[START OF Data supplied]
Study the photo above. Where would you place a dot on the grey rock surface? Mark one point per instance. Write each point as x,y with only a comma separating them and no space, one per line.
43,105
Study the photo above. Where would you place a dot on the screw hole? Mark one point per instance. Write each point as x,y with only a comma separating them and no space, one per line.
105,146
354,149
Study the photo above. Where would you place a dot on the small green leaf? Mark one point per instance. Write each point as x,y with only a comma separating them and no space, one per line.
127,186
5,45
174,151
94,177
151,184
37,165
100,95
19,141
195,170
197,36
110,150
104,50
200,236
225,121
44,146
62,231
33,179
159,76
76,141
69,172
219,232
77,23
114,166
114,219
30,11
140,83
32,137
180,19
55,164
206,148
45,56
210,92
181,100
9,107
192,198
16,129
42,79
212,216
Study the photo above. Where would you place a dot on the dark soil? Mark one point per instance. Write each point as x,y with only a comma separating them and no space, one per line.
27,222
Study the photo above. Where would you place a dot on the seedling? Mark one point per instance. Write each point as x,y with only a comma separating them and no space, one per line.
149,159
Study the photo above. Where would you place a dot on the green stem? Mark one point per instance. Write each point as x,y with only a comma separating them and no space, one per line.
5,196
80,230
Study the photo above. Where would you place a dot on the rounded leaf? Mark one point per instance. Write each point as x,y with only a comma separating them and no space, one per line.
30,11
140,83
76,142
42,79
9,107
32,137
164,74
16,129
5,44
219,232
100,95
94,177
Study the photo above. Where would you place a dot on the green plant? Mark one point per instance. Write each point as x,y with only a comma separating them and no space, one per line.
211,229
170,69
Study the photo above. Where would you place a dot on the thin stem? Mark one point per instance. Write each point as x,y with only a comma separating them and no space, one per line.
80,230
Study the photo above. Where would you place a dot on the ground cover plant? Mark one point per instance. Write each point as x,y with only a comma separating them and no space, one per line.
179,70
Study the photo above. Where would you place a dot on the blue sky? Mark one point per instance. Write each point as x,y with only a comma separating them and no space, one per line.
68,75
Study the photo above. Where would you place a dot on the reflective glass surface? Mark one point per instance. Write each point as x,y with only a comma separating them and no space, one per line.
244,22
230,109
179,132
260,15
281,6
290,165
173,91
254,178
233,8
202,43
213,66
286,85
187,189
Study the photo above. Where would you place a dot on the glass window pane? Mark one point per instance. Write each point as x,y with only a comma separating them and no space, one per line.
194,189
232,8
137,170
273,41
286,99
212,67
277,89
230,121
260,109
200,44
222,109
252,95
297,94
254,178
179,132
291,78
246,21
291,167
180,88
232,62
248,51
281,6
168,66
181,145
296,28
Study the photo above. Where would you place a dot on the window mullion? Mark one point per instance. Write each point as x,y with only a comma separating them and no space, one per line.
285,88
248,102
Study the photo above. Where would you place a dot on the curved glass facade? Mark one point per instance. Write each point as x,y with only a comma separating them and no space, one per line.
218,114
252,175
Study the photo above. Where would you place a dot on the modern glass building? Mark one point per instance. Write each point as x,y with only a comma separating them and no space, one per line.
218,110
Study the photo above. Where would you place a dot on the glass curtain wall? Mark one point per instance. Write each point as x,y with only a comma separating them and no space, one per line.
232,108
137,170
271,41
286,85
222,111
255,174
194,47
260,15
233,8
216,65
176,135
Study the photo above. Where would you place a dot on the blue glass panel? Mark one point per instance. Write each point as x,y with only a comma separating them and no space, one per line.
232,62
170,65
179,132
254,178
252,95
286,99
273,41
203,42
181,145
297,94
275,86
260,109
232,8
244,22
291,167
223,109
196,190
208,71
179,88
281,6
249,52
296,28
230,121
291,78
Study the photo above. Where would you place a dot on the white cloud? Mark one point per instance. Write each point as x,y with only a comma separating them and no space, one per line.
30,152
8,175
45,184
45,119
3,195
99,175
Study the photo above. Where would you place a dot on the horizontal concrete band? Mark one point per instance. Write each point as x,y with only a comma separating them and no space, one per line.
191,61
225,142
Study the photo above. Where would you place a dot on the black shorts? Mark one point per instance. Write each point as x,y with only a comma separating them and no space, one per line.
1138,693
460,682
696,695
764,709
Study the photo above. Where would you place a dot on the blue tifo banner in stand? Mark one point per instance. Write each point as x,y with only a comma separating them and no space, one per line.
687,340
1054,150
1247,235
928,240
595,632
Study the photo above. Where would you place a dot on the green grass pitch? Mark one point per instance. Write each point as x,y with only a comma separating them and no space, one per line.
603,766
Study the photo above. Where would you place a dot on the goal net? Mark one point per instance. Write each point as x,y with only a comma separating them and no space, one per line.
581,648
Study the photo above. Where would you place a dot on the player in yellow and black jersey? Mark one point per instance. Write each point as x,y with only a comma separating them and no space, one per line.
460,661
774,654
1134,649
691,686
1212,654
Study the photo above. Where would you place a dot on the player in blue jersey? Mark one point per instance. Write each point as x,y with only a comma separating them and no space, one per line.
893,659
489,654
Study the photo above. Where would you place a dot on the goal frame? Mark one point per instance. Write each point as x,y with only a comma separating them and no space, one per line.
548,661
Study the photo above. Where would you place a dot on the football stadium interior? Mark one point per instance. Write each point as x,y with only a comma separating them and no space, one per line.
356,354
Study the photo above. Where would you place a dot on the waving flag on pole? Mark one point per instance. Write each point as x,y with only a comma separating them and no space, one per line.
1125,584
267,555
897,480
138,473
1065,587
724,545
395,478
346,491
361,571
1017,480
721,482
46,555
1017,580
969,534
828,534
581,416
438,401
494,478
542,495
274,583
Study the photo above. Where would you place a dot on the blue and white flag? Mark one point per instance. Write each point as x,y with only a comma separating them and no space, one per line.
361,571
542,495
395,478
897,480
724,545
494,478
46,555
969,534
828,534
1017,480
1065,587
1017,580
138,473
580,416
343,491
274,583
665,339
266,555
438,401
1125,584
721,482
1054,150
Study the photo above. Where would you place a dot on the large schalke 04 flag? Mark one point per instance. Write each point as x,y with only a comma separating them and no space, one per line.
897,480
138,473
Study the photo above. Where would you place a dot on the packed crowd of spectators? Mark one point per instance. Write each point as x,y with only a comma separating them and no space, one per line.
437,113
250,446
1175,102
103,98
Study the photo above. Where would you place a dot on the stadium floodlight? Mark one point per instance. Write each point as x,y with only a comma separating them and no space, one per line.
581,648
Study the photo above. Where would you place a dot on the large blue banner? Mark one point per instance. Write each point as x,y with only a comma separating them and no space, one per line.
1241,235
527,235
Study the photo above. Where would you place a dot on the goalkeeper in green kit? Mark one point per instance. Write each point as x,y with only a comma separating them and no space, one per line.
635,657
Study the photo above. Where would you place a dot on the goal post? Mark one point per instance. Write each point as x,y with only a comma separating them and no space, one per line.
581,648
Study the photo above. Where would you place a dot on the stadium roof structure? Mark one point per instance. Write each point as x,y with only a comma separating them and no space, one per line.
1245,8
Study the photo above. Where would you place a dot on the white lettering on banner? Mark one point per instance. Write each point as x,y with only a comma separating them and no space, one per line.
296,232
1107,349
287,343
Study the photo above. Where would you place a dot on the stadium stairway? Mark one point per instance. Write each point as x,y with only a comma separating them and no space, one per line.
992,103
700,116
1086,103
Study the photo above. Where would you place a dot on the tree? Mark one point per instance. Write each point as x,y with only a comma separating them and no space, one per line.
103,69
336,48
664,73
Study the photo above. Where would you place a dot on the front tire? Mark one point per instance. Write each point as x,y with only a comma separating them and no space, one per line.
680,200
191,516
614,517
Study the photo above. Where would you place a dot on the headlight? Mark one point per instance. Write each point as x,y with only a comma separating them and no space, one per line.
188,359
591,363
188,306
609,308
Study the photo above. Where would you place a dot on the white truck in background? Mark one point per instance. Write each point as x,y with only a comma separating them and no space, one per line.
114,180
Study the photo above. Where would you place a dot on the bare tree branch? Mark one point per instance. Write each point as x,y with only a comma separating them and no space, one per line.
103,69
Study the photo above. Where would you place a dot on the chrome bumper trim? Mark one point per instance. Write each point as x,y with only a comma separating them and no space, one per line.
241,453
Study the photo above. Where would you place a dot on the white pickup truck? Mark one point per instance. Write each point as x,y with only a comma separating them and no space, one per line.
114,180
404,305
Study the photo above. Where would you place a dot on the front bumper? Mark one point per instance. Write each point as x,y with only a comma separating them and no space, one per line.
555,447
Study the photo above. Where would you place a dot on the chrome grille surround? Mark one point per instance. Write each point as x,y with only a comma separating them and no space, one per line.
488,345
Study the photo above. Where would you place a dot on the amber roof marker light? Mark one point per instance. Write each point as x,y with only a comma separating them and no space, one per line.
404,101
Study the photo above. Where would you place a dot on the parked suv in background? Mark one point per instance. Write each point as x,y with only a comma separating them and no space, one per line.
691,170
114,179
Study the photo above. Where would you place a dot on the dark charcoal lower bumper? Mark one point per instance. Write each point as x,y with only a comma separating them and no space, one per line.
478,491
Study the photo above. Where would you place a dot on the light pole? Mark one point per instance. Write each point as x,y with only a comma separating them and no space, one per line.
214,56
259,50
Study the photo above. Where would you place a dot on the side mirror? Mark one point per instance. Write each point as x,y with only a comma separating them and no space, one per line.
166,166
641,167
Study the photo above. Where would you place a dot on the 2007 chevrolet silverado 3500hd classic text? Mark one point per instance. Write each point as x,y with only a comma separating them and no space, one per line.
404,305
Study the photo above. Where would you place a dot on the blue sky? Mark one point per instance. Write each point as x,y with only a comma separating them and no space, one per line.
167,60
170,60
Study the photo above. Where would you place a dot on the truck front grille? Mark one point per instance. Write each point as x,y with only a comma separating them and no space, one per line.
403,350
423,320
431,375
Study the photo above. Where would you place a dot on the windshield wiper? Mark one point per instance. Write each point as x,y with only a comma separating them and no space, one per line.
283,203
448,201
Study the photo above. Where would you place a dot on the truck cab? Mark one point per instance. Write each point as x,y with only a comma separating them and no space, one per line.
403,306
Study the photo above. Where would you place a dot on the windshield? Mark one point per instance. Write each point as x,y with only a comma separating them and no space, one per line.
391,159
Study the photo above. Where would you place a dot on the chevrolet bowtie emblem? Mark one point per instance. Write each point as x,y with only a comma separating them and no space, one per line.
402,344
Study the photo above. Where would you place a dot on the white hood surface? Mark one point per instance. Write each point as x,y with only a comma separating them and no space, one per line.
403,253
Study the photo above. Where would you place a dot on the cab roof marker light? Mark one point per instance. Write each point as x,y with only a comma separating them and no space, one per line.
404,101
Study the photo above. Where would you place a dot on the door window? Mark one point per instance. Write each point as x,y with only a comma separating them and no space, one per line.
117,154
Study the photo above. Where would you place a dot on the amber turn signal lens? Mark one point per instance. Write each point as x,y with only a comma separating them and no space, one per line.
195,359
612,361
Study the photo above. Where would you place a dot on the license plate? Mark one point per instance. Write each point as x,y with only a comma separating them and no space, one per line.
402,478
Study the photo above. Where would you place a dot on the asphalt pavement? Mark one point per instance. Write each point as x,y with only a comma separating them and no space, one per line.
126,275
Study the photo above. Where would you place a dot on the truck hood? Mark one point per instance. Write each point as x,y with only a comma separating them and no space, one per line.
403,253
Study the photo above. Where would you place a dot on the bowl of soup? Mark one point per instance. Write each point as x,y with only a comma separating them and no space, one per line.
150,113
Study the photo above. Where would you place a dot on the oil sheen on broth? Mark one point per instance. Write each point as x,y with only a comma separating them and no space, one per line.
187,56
[END OF Data supplied]
_What is asked_
Convert the entries from the line containing "the oil sheen" through the end of the entries into a numbered list, leaving out any blank lines.

_Written response_
1. Study the photo above. Where would you place a dot on the oil sheen on broth? Mark one point per instance. Write each point as x,y with only a comma separating them and no space, one per line.
2. 187,56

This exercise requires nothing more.